Task inputs:
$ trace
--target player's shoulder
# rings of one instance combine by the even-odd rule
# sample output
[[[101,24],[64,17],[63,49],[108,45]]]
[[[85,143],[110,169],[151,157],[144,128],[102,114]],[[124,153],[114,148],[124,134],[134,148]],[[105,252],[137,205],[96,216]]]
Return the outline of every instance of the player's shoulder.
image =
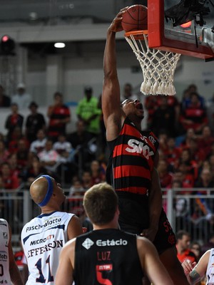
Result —
[[[137,237],[137,246],[139,249],[143,247],[145,252],[154,247],[154,245],[148,239],[139,236]]]
[[[3,225],[3,226],[6,226],[6,227],[9,227],[8,222],[6,219],[0,219],[0,226]]]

Task objective: Reproduce the records above line for line, verbatim, omitting the pictures.

Response to this exercise:
$ trace
--target player's shoulder
# rings of one instance combine by the even-odd rule
# sample output
[[[101,24],[64,17],[63,49],[108,45]]]
[[[85,143],[110,169],[151,157],[144,128],[102,114]],[[124,153],[114,148],[124,134],[134,148]],[[105,252],[137,205],[96,216]]]
Return the outline of every instance of the player's shoulder.
image =
Result —
[[[137,237],[137,246],[139,249],[143,247],[145,252],[154,247],[154,245],[148,239],[139,236]]]
[[[3,225],[3,226],[6,226],[6,227],[9,227],[8,222],[6,219],[0,219],[0,226]]]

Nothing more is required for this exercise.